抽出テキスト:
• • • • • • •

先週から交際費についてお話させていただきましたが、今週も引き続き税務上の交際費等となるものとその他の経費となるものとの違いについてお伝えさせていただきます。
今回は、福利厚生費と交際費等の違いの確認と交際費等ではなく、給与とされてしまった場合のリスクについてもお伝えいたしたいと思います。
目次
従業員と飲食=福利厚生費としてませんか?
中小企業の方の中には、会社の従業員と仕事おわりに飲みに行って、その支払を会社が負担し、福利厚生費で処理されている方もいらっしゃるのではないでしょうか?
社長の考えとしては、仕事終わりに従業員と共に飲食することで普段仕事中話せないことを話して親睦を図り、その結果、従業員満足を高める効果があるのだから会社の経費になるのは当然だろうと思われているのではないでしょうか?
社長の考え方自体が間違ったものでないですが、しかし税務上の取扱は必ずしも一般的な社長さんの考え方とは一致していないのです。
その判断をするには、交際費等や福利厚生費の判断基準を知る必要があります。
そもそも交際費等とは?
税務上交際費等となるものについての考え方は、以前お話しましたので気になる方はこちらをお読みください。
ポイントとなるのは
①支出の相手方が「事業に関係のある者等」であること
②支出の目的が、「事業に関係のある者等」との親睦や取引関係の円滑な進行を図るためのものであること
③支出の行為が、接待、供応(辞書では、「酒や食事を出して人をもてなすこと。」となっている)、慰安、贈答その他これらに類する行為であること
の3つが判断の基準となります。
しかし、例えば仕事終わりに社長が会社の従業員を連れて飲みに行った場合
①従業員は事業に関係がある者である。②支出の目的が社長と従業員の親睦にある。③支出の行為が接待・供応などに該当する。

• • • • • • •

今回の入力:
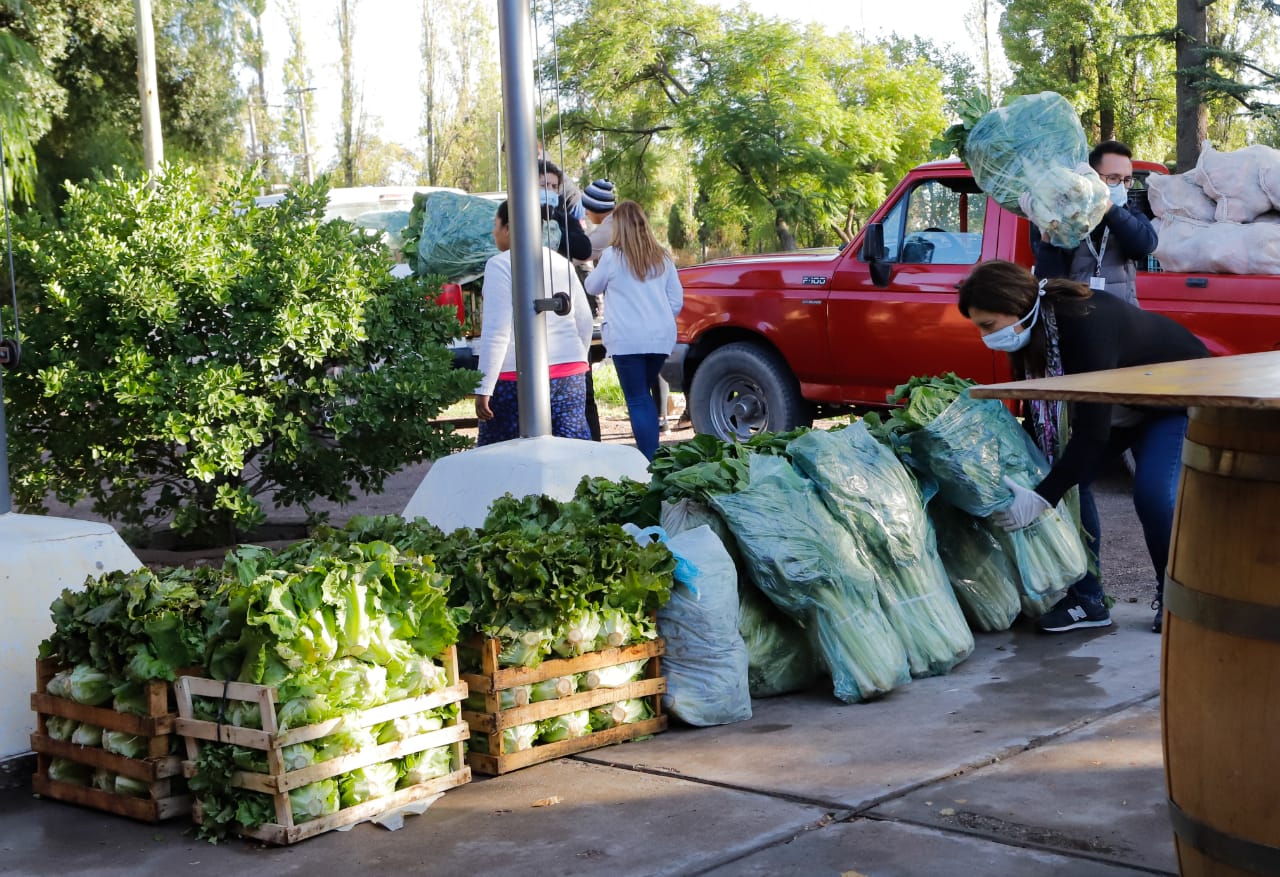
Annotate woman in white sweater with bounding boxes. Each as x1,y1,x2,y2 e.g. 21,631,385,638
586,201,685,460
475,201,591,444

• • • • • • •

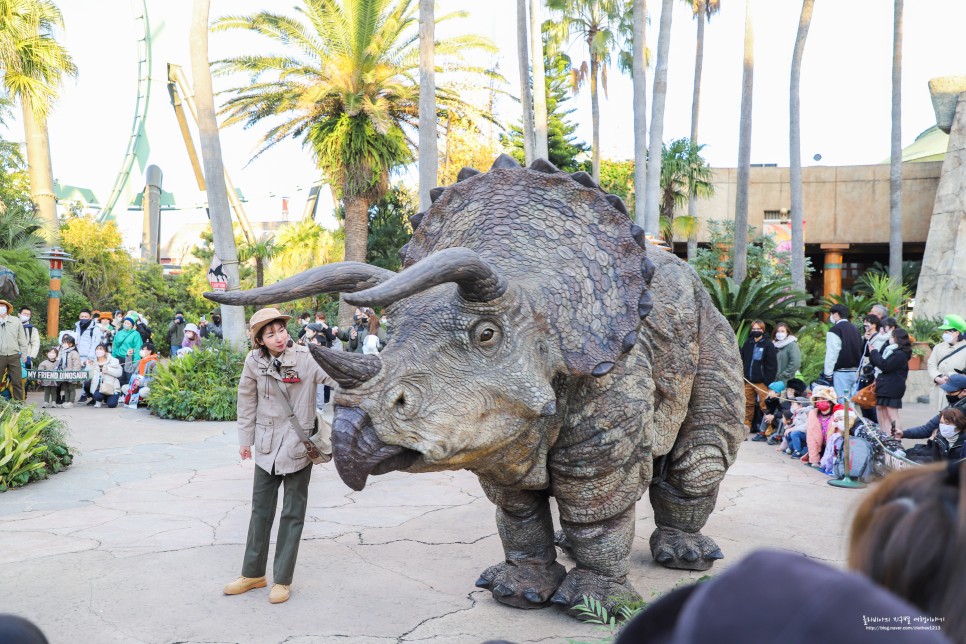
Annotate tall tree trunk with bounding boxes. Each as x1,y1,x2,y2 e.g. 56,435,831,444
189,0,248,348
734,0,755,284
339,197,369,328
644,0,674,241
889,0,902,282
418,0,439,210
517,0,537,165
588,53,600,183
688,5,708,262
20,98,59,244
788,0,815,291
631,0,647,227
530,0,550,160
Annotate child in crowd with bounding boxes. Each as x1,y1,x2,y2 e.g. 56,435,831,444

• • • • • • •

作業内容 1: 交際費に関する文章について、次の各記述が本文の内容と合っているかを判定すること。(a) 今回の記事では、交際費等ではなく給与とされた場合のリスクにも触れる。(b) 筆者は、社長の考え方自体が間違っていると述べている。(c) 交際費等に当たるかどうかの判断基準は三つ挙げられている。それぞれ「はい」か「いいえ」で答え、決め手となる本文の語句をそのまま引用すること。
作業内容 2: 記録のうち、「Annotate woman in」を含む行から「475,201,591,444」を含む行までを、両端の行も含めて一字一句変えずに打ち直すこと。

最終結果 1:
(a) はい。本文に「給与とされてしまった場合のリスクについてもお伝えいたしたいと思います」とある。
(b) いいえ。本文に「社長の考え方自体が間違ったものでないですが」とある。
(c) はい。本文に「の3つが判断の基準となります」とある。

最終結果 2:
Annotate woman in white sweater with bounding boxes. Each as x1,y1,x2,y2 e.g. 21,631,385,638
586,201,685,460
475,201,591,444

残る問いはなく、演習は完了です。